> [Aufgabe] Wandle die folgenden Daten Zeile für Zeile in eine nummerierte Liste um und lass dabei alle Leerzeilen weg.

> [Vorliegende Daten]
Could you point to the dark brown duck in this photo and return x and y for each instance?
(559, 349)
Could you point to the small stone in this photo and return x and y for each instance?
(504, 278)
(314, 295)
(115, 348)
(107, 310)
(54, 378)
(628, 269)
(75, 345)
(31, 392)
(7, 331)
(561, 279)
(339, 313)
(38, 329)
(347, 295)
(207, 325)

> [Antwort unten]
1. Could you point to the dark brown duck in this photo and return x and y for each instance?
2. (559, 349)
3. Could you point to the small stone in this photo and return x and y for each instance?
4. (504, 278)
5. (314, 295)
6. (115, 348)
7. (107, 310)
8. (54, 378)
9. (628, 269)
10. (75, 345)
11. (31, 392)
12. (7, 331)
13. (561, 279)
14. (339, 313)
15. (38, 329)
16. (347, 295)
17. (207, 325)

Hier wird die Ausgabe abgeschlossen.